When it comes to treating spondylolisthesis, there are two main approaches to choose between: traditional and functional.
A traditional approach would include a more general response of prescribing pain medications for those struggling with back and/or sciatica pain, steroid injections to reduce inflammation, alternating heat and/or ice application, and spinal-fusion surgery.
There is, however, another approach, a functional one, that is less invasive, more proactive, and actually addresses the underlying structural nature of the condition.
Here at the Scoliosis Reduction Center, if one of our patient’s spondylolisthesis has caused a scoliotic curve to develop, first and foremost, we address the cause of the spondylolisthesis.
In fact, studies have shown that up to 48 percent of children with spondylolisthesis develop at least 5 degrees of scoliosis.
Once the cause of the spondylolisthesis is addressed accordingly, we move on to addressing the abnormal spinal curvature (scoliosis) that has developed as a result.
To do this, we combine multiple scoliosis-specific disciples such as chiropractic, therapy, rehabilitation, and corrective bracing.
We would customize a treatment plan that best addresses the individual characteristics of the patient and their condition, and we would integrate these treatment disciplines so they would complement each other and produce the best possible results.
We would work towards restoring as much of the spine’s healthy curves as possible, improving the strength and function of the spine, and achieving a curvature reduction.
Now, we know that in the most common form of scoliosis, adolescent idiopathic scoliosis (AIS), we don’t fully understand what causes it to develop.
We know that there are certain factors such as gender, familial prevalence, bone formation issues, and vestibular-system abnormalities that are thought to play a role, but we have yet to isolate one single-known cause.
Another theory on the etiology of idiopathic scoliosis is that spinal instability due to another source, such as spondylolisthesis, could be a factor, especially in the development of lumbar scoliosis (the most common site of spondylolisthesis).
This theory suggests that lumbar scoliosis can develop as the result of a ‘mechanical foundation issue’ of the lumbosacral junction.
As scoliosis involves a lot of uneven forces and results in an overall asymmetrical effect on the body, perhaps a condition that predisposes the spine to asymmetrical tendencies, as is the case when one of the spine’s lowest vertebrae slip forward, can lead to the development of scoliosis.
The increased incidence of scoliosis in people with spondylolisthesis has been well supported and documented.
The spine is extremely important for human anatomy. It helps us balance, bend, twist, and engage in a variety of movements. It also helps us stay upright and maintain good posture.
When a spinal condition develops, its effects can be felt throughout the body. This is because the spine also plays a role in facilitating communication between the brain and the rest of the body.
The spine is made up of individual bones called vertebrae, and the way these vertebrae connect and engage with each other and other parts of the spine dictate its overall health and function.
When something happens that compromises the spine’s stability, a number of issues can emerge.
Spondylolisthesis is a spinal condition that causes instability as a vertebral defect, injury, strain, degeneration, or tumors cause a vertebra to slip forward; this displacement affects the spine’s alignment and biomechanics as there is a shift that will be felt throughout.
Once that vertebra slips, that instability can cause scoliosis to develop in the area, most commonly the lumbar section of the spine.
Regardless of the initial cause, once a scoliotic curve develops, here at the Scoliosis Reduction Center, we can help limit the fall out by working towards a curvature reduction, strengthening and stabilizing the spine, and restoring as much of the spine’s healthy curves as possible.

* **THE DATA**:
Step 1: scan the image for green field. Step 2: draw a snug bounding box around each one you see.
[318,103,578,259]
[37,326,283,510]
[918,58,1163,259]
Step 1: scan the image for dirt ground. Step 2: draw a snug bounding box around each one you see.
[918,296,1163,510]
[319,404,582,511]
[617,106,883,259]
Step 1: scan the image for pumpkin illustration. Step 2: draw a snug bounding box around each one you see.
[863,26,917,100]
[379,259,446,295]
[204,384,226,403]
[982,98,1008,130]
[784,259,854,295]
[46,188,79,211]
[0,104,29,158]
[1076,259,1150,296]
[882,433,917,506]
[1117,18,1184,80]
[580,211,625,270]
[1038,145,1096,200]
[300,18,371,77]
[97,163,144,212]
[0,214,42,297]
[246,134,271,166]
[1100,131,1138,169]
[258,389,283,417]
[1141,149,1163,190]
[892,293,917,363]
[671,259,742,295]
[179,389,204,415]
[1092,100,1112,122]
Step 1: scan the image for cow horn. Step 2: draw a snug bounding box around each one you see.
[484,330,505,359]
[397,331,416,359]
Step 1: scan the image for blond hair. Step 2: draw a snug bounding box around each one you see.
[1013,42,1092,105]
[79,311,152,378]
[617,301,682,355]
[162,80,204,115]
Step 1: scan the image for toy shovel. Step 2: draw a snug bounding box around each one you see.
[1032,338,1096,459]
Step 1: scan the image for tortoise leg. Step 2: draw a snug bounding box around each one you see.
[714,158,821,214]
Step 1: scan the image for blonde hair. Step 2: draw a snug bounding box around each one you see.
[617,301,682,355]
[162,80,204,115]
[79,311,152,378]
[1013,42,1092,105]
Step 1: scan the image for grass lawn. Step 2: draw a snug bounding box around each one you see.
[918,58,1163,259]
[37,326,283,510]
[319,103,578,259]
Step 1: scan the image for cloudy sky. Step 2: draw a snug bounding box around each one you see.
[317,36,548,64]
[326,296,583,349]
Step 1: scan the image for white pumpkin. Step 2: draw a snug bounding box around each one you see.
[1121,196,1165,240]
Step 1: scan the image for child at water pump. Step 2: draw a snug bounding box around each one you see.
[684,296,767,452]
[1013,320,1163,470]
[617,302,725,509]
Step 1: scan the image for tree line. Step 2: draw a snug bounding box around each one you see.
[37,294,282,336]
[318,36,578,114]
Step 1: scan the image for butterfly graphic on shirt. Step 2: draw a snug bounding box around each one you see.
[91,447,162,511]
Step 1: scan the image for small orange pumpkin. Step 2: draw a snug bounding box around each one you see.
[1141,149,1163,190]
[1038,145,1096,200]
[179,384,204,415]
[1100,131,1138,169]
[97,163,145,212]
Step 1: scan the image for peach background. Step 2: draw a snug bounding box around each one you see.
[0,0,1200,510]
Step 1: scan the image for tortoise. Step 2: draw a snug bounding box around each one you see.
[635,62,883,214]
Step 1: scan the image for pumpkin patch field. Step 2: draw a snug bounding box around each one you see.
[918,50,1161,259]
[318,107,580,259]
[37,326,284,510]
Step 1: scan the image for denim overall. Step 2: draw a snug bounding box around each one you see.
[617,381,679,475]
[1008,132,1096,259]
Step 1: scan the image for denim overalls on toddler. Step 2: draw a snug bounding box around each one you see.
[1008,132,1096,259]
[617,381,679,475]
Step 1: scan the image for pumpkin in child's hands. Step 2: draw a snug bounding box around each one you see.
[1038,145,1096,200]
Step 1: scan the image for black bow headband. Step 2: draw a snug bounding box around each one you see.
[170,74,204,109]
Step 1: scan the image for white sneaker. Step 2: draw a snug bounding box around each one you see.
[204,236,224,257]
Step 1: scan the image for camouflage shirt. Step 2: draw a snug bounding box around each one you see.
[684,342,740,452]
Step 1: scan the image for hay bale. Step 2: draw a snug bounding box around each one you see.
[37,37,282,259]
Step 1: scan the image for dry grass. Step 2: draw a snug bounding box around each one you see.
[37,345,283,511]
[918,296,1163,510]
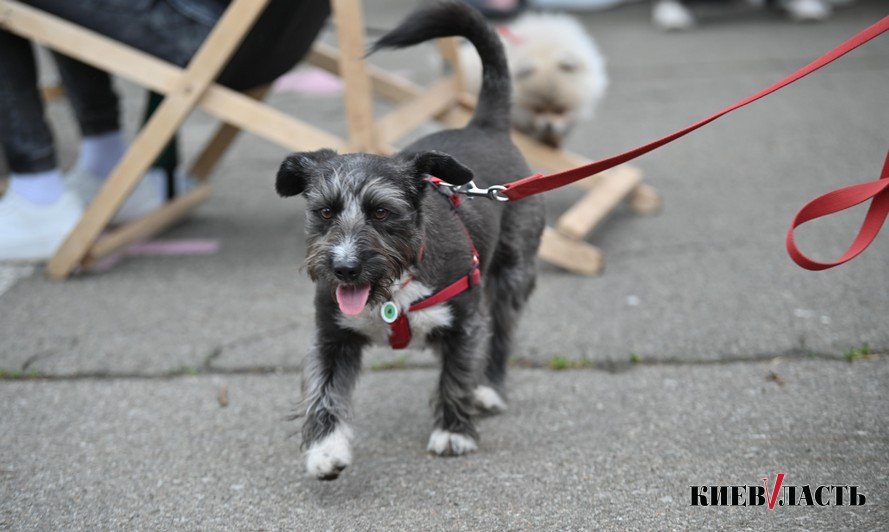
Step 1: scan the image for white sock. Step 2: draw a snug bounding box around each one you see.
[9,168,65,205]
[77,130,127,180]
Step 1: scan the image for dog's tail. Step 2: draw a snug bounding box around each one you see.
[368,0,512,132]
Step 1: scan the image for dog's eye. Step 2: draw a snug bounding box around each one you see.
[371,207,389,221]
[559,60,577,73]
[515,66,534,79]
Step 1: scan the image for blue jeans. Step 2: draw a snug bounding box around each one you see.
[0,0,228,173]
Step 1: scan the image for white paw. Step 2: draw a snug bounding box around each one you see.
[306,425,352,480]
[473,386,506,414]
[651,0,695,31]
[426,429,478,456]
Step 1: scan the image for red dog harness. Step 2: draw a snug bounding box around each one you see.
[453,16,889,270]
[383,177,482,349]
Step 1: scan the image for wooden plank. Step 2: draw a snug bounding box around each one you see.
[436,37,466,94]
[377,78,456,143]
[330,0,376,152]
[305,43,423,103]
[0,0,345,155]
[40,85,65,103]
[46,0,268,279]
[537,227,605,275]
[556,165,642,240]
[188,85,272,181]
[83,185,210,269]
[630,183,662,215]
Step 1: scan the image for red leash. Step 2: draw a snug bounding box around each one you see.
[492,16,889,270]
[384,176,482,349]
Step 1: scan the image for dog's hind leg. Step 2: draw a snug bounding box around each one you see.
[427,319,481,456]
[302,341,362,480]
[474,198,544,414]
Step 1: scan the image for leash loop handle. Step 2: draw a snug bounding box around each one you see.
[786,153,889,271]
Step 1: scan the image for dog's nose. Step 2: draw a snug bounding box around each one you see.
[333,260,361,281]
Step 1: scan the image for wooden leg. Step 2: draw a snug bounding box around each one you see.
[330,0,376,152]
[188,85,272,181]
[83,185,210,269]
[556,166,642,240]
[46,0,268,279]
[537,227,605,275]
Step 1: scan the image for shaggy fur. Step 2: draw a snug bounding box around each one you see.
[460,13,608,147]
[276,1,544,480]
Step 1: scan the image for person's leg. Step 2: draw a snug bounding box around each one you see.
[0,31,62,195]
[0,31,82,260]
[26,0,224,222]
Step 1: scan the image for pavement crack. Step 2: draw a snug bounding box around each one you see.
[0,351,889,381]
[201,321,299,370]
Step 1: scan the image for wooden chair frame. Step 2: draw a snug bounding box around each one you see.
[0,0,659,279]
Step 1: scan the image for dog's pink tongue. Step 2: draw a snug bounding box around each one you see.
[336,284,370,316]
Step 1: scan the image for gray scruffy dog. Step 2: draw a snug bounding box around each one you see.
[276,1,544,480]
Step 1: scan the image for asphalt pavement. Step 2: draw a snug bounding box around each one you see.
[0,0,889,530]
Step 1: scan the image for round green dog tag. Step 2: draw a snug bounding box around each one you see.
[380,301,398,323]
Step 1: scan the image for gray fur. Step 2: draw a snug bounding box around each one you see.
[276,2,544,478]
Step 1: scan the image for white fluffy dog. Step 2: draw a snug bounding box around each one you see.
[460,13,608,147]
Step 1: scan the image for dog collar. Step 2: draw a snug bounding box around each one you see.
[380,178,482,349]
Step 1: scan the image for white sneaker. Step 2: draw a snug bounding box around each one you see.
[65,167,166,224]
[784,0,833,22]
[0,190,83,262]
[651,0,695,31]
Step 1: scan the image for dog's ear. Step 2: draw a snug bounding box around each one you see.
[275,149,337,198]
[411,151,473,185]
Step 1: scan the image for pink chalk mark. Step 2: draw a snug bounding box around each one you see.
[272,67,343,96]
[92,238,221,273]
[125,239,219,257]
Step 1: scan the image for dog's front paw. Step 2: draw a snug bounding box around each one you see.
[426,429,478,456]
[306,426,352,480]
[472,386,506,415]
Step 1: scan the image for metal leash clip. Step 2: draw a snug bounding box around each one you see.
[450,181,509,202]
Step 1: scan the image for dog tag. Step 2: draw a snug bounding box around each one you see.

* **PROBLEM DETAILS**:
Please copy, word for word, everything in the spondylolisthesis passage from "There is, however, another" down to "of the condition.". These entries come from a separate source.

* **FINISHED EXERCISE**:
There is, however, another approach, a functional one, that is less invasive, more proactive, and actually addresses the underlying structural nature of the condition.